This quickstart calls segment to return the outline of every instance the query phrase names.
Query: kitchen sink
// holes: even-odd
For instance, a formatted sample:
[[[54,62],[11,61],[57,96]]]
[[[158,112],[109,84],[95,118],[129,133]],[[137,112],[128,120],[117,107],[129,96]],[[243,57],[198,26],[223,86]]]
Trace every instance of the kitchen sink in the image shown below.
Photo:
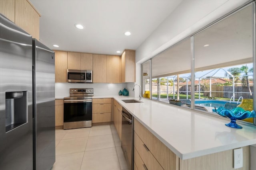
[[[134,100],[134,99],[131,99],[129,100],[122,100],[122,101],[126,103],[142,103],[142,102],[139,101],[138,100]]]

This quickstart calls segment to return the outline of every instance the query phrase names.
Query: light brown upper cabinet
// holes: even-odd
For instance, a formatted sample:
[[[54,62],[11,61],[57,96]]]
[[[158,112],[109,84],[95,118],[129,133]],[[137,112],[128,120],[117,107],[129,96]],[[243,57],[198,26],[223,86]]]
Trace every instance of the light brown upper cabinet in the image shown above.
[[[126,49],[121,57],[121,82],[135,82],[135,51]]]
[[[29,1],[15,0],[15,23],[38,40],[40,18],[40,14]]]
[[[40,14],[28,0],[0,0],[0,13],[39,39]]]
[[[92,70],[92,54],[68,52],[68,69]]]
[[[107,56],[107,83],[118,83],[119,78],[120,57]]]
[[[107,56],[93,55],[93,80],[94,83],[107,82]]]
[[[68,52],[68,69],[81,69],[81,53]]]
[[[15,0],[0,0],[0,13],[14,22]]]
[[[81,70],[92,70],[92,54],[81,53]]]
[[[67,82],[68,52],[55,52],[55,82]]]

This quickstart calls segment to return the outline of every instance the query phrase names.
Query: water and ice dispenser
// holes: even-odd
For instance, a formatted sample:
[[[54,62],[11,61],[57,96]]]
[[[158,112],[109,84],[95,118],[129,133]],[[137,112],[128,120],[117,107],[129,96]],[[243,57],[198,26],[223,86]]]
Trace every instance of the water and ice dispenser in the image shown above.
[[[6,92],[6,132],[28,122],[27,94],[27,91]]]

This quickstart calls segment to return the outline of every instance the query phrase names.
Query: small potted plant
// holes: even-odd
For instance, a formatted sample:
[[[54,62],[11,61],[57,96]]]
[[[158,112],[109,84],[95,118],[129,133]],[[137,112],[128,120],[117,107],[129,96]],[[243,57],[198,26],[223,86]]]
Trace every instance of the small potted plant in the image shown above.
[[[182,105],[181,101],[178,100],[176,100],[175,99],[171,99],[169,100],[169,102],[170,104],[175,104],[175,105],[180,106]]]

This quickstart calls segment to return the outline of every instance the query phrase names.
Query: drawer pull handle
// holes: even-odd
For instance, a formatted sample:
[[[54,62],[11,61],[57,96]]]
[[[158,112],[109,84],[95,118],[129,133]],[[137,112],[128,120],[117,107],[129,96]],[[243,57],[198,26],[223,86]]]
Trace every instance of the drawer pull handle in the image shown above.
[[[149,151],[149,149],[148,149],[148,148],[147,147],[146,145],[143,144],[143,146],[145,147],[145,148],[146,148],[146,149],[147,150],[147,151]]]
[[[145,164],[143,164],[143,167],[144,167],[144,168],[145,170],[148,170],[148,168],[147,168],[147,167],[146,166],[146,165]]]

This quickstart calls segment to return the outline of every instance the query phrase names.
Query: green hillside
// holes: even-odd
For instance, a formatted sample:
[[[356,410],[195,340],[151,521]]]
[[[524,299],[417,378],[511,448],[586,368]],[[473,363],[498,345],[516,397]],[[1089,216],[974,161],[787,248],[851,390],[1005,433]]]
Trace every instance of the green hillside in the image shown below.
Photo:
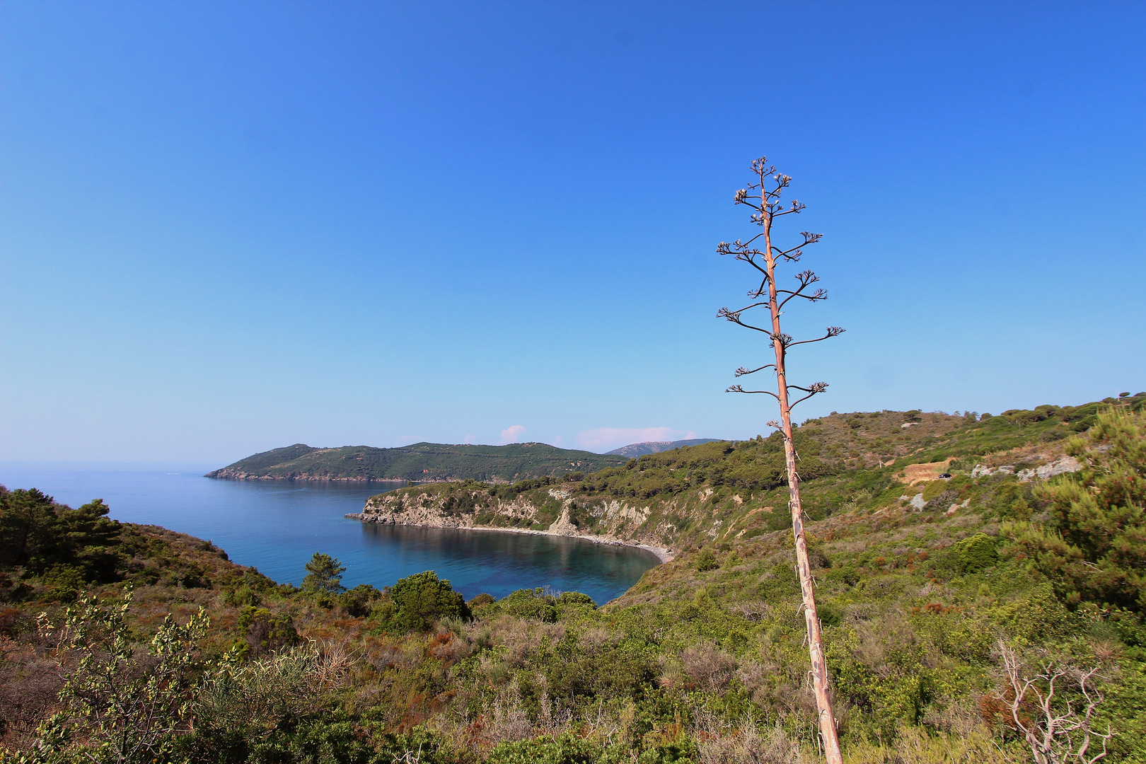
[[[1146,394],[835,413],[798,441],[846,764],[1146,764]],[[306,589],[276,585],[99,502],[0,488],[0,762],[822,761],[778,452],[382,495],[674,546],[604,606],[462,602],[432,573],[340,591],[317,556]],[[1035,756],[1047,714],[1076,751],[1089,730],[1084,758],[1065,734]]]
[[[526,478],[595,472],[622,465],[621,456],[555,448],[545,443],[447,446],[415,443],[400,448],[345,446],[312,448],[303,443],[249,456],[207,478],[229,480],[481,480],[509,482]]]

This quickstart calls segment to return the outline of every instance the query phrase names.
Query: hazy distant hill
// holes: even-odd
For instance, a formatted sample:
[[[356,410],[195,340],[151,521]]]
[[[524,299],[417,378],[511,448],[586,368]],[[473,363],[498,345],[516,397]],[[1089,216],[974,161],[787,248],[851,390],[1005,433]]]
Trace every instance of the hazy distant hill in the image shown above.
[[[720,440],[719,438],[693,438],[692,440],[650,440],[644,443],[630,443],[628,446],[622,446],[620,448],[614,448],[609,454],[617,454],[618,456],[628,456],[630,458],[636,458],[638,456],[644,456],[645,454],[660,454],[661,451],[672,451],[674,448],[681,448],[682,446],[700,446],[701,443],[712,443]]]
[[[448,446],[415,443],[399,448],[344,446],[312,448],[303,443],[241,459],[207,478],[225,480],[482,480],[596,472],[628,462],[625,456],[555,448],[545,443]]]

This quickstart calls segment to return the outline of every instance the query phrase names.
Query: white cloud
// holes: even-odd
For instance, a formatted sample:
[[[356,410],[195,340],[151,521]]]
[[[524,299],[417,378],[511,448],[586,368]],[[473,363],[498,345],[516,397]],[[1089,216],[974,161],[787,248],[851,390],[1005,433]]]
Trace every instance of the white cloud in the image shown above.
[[[587,451],[611,451],[629,443],[649,441],[691,440],[697,434],[691,430],[673,430],[672,427],[597,427],[578,433],[578,446]]]
[[[521,434],[525,433],[525,427],[521,425],[510,425],[502,431],[502,444],[516,443],[521,440]]]

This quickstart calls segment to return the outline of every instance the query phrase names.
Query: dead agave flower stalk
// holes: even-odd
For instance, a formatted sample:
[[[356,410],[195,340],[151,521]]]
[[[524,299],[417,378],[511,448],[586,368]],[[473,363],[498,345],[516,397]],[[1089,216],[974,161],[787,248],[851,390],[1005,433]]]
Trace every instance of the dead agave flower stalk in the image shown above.
[[[769,426],[776,427],[784,436],[784,457],[787,464],[788,479],[788,509],[792,511],[792,534],[795,537],[796,574],[800,577],[800,591],[803,594],[803,615],[808,627],[808,652],[811,656],[811,682],[816,693],[816,707],[819,710],[819,734],[824,745],[824,754],[829,764],[842,764],[840,754],[840,740],[835,731],[835,714],[832,710],[832,699],[829,692],[827,664],[824,660],[824,641],[821,636],[819,617],[816,613],[816,596],[813,590],[811,567],[808,565],[808,543],[803,531],[803,509],[800,505],[800,474],[796,472],[796,452],[792,441],[792,407],[801,401],[806,401],[813,395],[827,389],[827,383],[813,383],[806,387],[792,385],[787,381],[787,352],[796,345],[819,342],[830,337],[835,337],[843,332],[839,326],[829,326],[823,337],[793,341],[792,337],[780,331],[780,314],[788,301],[796,298],[809,302],[818,302],[827,299],[827,292],[823,289],[813,289],[813,284],[819,281],[810,270],[803,270],[795,275],[795,289],[779,289],[776,283],[776,265],[778,262],[799,262],[803,254],[803,247],[819,241],[819,234],[803,231],[803,241],[798,245],[784,250],[772,244],[772,221],[783,215],[798,214],[804,205],[793,200],[790,205],[780,202],[784,189],[788,187],[792,179],[776,172],[776,167],[768,164],[764,157],[753,160],[752,174],[759,182],[751,183],[748,188],[736,192],[736,204],[745,204],[755,212],[752,213],[752,222],[762,230],[746,242],[737,239],[732,244],[721,242],[716,247],[719,254],[731,254],[737,260],[747,262],[759,271],[760,285],[748,292],[753,300],[749,305],[732,310],[721,308],[719,315],[735,324],[763,332],[768,336],[775,352],[775,362],[767,363],[755,369],[739,368],[736,370],[737,377],[752,375],[764,369],[774,369],[776,373],[776,392],[768,389],[744,389],[740,385],[732,385],[729,393],[763,393],[777,400],[780,407],[779,422],[769,422]],[[761,241],[762,239],[762,241]],[[767,308],[770,317],[770,326],[756,326],[744,318],[744,314],[753,308]],[[792,401],[790,395],[796,391],[801,395]]]

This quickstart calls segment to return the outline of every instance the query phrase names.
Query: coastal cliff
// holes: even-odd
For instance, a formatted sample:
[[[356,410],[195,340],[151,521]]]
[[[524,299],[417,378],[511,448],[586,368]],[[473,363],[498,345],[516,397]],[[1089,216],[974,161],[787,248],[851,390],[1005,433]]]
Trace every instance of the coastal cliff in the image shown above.
[[[1146,407],[1146,394],[1128,401],[1122,405]],[[948,518],[982,511],[1000,491],[1026,496],[1030,481],[1082,466],[1067,457],[1067,443],[1110,404],[1046,405],[997,417],[912,410],[809,419],[794,433],[807,521],[892,511]],[[579,536],[659,550],[662,559],[792,523],[778,434],[647,454],[589,474],[410,486],[374,496],[347,517]],[[816,525],[809,528],[819,533]]]
[[[437,488],[437,487],[435,487]],[[574,499],[568,489],[492,495],[485,488],[409,488],[372,496],[353,520],[423,528],[469,528],[575,536],[597,543],[638,546],[662,562],[674,557],[665,537],[676,528],[649,523],[650,509],[619,499]]]

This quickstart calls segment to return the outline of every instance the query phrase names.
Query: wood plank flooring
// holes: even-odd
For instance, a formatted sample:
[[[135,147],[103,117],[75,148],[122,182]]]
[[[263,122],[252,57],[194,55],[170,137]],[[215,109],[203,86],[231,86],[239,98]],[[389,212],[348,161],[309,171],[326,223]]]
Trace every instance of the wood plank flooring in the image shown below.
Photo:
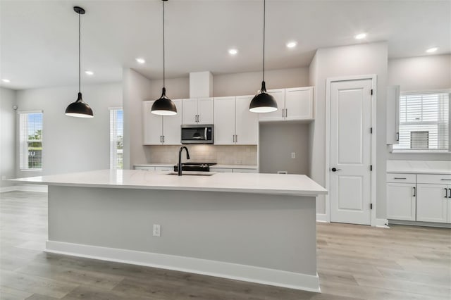
[[[47,196],[0,194],[1,299],[451,299],[450,229],[318,223],[318,294],[45,254]]]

(Stated exercise): How many lines in the records above contain the word "white"? Reply with the number alone.

(Problem solution): 2